Somente no Ceará, um dos maiores beneficiários, o programa atendeu a 124 municípios nos últimos dez anos. Desses, 20 municípios cearenses apresentam pendências ou atrasos nas obras. Entre 2008 e 2018, eles receberam R$ 27 milhões para substituição de casas de taipa. Alguns contratos foram cancelados com parte do dinheiro já liberado. Uma proporção bem menor dos valores foi recuperado após ações de improbidade movidas pelo Ministério Público Federal (MPF).

Investigados

Nos últimos três anos, pelo menos seis municípios cearenses foram investigados por suposta apropriação ilícita de recursos públicos: Umari, Poranga, Lavras da Mangabeira, Nova Russas, Quiterianópolis e Acarape são alguns deles. Os ex-gestores foram investigados criminal e administrativamente. Como as pendências atrapalham a continuidade de recursos, os gestores que assumem tentam rever a situação.

O município de Jaguaretama recebeu, entre 2010 e 2010, R$ 150 mil para substituição de casas de taipa. O valor total do convênio era de R$ 300 mil, mas foi suspenso porque, até o último relatório feito pela Funasa, as obras ficaram em 59% da execução.

Em 2015, o município conseguiu fazer um novo convênio, de R$ 500 mil, que chegou a ser paralisado por falta de prestação de contas. Em 2017, o atual prefeito, Glairton Cunha, conseguiu a liberação da primeira parcela de R$ 250. O restante foi pago em novembro deste ano.

"Esse primeiro contrato, não conheço, mas o segundo nós conseguimos na atual administração, retomar. Estive até com o responsável nesta semana cobrando a reconstrução", afirma o prefeito. O segundo contrato, de R$ 500 mil, será usado para a substituição de nove casas de taipa na localidade de Sítio Almas.

A reportagem obteve, via Lei de Acesso à Informação (LAI), a relação de todos os contratos da Funasa com municípios brasileiros para o controle de doença de Chagas.

---

_Atividade A_. Segundo o trecho, quantos municípios do Ceará o programa atendeu nos últimos dez anos?
_Atividade B_. Redigite do trecho tudo o que vai de "O município de" até "novembro deste ano.", sem alterar nada.
Os itens não têm relação com o trecho.

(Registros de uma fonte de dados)
---

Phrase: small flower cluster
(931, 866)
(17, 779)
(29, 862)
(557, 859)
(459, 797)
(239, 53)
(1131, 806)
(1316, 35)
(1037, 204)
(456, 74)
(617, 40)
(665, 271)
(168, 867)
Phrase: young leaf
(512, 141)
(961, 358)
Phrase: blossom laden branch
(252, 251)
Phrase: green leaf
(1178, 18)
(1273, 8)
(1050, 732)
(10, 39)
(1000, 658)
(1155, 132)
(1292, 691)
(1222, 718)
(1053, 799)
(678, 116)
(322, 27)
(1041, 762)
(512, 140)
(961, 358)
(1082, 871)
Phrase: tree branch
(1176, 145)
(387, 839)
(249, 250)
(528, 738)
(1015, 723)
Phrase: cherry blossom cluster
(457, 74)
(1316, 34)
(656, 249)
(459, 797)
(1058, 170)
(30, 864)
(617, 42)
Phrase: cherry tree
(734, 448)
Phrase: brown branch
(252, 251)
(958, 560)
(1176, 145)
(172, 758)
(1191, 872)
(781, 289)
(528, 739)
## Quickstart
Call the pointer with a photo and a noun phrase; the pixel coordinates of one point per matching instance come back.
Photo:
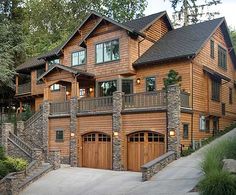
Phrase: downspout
(192, 105)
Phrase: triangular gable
(65, 68)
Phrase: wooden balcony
(60, 108)
(147, 100)
(144, 100)
(23, 89)
(96, 104)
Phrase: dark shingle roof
(68, 69)
(30, 63)
(179, 43)
(141, 23)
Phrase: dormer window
(78, 58)
(107, 51)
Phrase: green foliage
(173, 77)
(217, 181)
(2, 153)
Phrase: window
(212, 49)
(127, 86)
(55, 87)
(185, 131)
(150, 84)
(107, 51)
(202, 123)
(78, 58)
(59, 135)
(39, 73)
(106, 88)
(222, 57)
(82, 92)
(215, 89)
(230, 95)
(223, 109)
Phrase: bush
(216, 180)
(218, 183)
(2, 153)
(10, 165)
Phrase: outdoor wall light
(138, 81)
(172, 133)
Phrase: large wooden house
(103, 56)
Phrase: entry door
(144, 147)
(97, 151)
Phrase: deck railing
(144, 100)
(60, 108)
(24, 88)
(96, 104)
(184, 97)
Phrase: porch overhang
(215, 74)
(72, 70)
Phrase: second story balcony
(23, 89)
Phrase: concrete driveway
(178, 178)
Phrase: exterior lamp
(172, 133)
(138, 81)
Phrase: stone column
(45, 127)
(117, 130)
(6, 128)
(173, 113)
(73, 132)
(55, 159)
(37, 155)
(20, 126)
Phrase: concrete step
(35, 175)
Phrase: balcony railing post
(173, 114)
(73, 128)
(116, 128)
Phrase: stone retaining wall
(154, 166)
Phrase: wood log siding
(24, 88)
(144, 100)
(95, 104)
(60, 108)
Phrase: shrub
(2, 153)
(10, 164)
(218, 183)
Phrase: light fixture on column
(172, 133)
(138, 81)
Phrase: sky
(226, 9)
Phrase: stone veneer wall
(33, 133)
(73, 131)
(173, 113)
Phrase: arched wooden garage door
(144, 147)
(97, 151)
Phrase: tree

---

_Resultado da tarefa A_. 124 municípios.

_Resultado da tarefa B_.
O município de Jaguaretama recebeu, entre 2010 e 2010, R$ 150 mil para substituição de casas de taipa. O valor total do convênio era de R$ 300 mil, mas foi suspenso porque, até o último relatório feito pela Funasa, as obras ficaram em 59% da execução.

Em 2015, o município conseguiu fazer um novo convênio, de R$ 500 mil, que chegou a ser paralisado por falta de prestação de contas. Em 2017, o atual prefeito, Glairton Cunha, conseguiu a liberação da primeira parcela de R$ 250. O restante foi pago em novembro deste ano.